Point annotation dataset records:
— begin —

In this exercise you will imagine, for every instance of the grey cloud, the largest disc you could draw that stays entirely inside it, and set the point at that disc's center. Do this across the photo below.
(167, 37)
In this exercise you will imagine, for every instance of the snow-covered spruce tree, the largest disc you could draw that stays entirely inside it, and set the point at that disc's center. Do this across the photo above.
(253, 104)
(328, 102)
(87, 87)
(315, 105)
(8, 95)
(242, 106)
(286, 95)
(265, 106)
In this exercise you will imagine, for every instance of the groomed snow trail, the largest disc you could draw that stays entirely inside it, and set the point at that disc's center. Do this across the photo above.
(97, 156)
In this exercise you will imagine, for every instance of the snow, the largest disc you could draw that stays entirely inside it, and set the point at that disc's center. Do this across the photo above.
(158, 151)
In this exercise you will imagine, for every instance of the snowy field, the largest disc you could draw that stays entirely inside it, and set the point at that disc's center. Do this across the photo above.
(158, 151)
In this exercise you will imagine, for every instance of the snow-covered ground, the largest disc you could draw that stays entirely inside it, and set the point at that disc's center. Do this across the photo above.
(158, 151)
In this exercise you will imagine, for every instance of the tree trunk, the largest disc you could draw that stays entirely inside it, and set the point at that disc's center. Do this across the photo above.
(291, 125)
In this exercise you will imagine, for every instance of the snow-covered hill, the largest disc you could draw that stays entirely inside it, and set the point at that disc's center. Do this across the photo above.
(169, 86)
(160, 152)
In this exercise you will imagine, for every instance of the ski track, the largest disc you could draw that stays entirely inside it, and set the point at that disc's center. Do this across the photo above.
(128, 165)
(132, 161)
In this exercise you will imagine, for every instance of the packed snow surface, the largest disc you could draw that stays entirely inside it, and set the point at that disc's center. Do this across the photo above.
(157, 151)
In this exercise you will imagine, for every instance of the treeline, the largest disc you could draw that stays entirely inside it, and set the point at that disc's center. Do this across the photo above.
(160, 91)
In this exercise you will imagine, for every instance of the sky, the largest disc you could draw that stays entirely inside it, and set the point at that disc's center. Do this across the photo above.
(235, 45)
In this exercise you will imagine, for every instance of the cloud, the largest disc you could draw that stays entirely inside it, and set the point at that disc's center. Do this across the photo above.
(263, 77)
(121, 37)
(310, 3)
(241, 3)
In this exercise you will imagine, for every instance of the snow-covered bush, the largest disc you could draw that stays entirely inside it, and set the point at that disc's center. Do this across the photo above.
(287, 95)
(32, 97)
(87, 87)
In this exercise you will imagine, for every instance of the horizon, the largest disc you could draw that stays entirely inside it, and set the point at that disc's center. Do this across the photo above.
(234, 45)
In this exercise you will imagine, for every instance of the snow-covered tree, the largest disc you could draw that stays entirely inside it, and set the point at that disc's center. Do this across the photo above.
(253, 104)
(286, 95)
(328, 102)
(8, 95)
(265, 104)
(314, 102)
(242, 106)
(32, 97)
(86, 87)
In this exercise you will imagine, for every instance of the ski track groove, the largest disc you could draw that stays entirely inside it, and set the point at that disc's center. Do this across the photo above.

— end —

## Written task
Recopy the entries above in their entirety, exactly.

## Answer to the exercise
In this exercise you will imagine, for every instance of the grey cloud, the largest disc you could draw that stays entirely inside it, and set the point at that disc's center. Do this across the photo below.
(167, 37)
In this exercise you will imagine, for every instance of the snow-covered spruce tree, the largest disc you could draw that stays entirely inside it, and set the point at that disc's center. Do this across the photo above.
(253, 104)
(328, 102)
(87, 87)
(315, 105)
(8, 95)
(242, 106)
(286, 95)
(265, 106)
In this exercise you will imagine, for every instance of the groomed snow trail, the largest disc you could draw that stays entirely inside it, and set the point at that disc's center. Do this across the photo above.
(97, 156)
In this exercise you will imagine, for every instance of the snow, the largest disc you could draw that stays entirely inside it, and set the point at that disc's center. Do this across the photo above.
(158, 151)
In this exercise you will imagine, for every instance of the snowy field, the largest disc you could draw that stays entirely inside it, and set the point at that disc's center. Do this across the photo above.
(158, 151)
In this exercise you will imagine, for every instance of the snow-covered ground, the largest disc you could draw that stays entirely inside it, and set the point at that disc's center. Do this across the photo above.
(158, 151)
In this exercise you will imagine, for every instance of the tree trunk, the largest disc you could draw that stays entirely inside it, and set the point at that disc's center. Do this across the photo above.
(291, 125)
In this exercise you will imagine, for every instance of the snow-covered hill, the largest disc you could draw that stays entirely inside it, and set the point at that disc's center. Do this across the photo above.
(169, 86)
(160, 152)
In this exercise you will imagine, for every instance of the ski track, the largest disc you could draw that stays entirely inside it, and set the point at that disc's center. Do this across the photo above.
(128, 165)
(132, 161)
In this exercise you will imagine, for every instance of the packed snow surface, the largest disc you could draw that stays entirely inside it, and set the point at that disc's center. Do this across the photo above.
(157, 151)
In this exercise you will imagine, for every instance of the treeline, the largest disc you could draw that stays entirely inside it, and set the point at that disc's center. Do this across the photo above.
(160, 91)
In this exercise you will imagine, for every instance of the sky, the largest disc you could draw that stays entirely inside it, and set the point at that disc's center. Do this across the photo above.
(235, 45)
In this exercise you will imagine, for every instance of the cloud, the largest disc you could draw that stays entirely inside it, and set the point at that disc's center. Do this across the photo above.
(263, 77)
(121, 37)
(310, 3)
(241, 3)
In this exercise you will imagine, for every instance of the snow-covered bush, the largest disc you could draw that stays entirely inside it, and set the point at that disc's center. Do this across the photo above.
(287, 95)
(32, 97)
(87, 87)
In this exercise you will imagine, for every instance of the horizon, the largest disc you could draw that stays entirely inside it, and set the point at that disc's center. Do this across the photo above.
(234, 45)
In this exercise you will imagine, for every instance of the snow-covered tree, the largest disc you could draw that stays entirely inside it, and set the point at that disc's center. Do this across the photo above.
(253, 104)
(286, 95)
(328, 102)
(8, 95)
(265, 104)
(314, 102)
(242, 106)
(32, 97)
(86, 87)
In this exercise you will imagine, for every instance of the ski track groove, the largest disc you could draw that stays entirely inside it, and set the point at that disc's center. Do this across the photo above.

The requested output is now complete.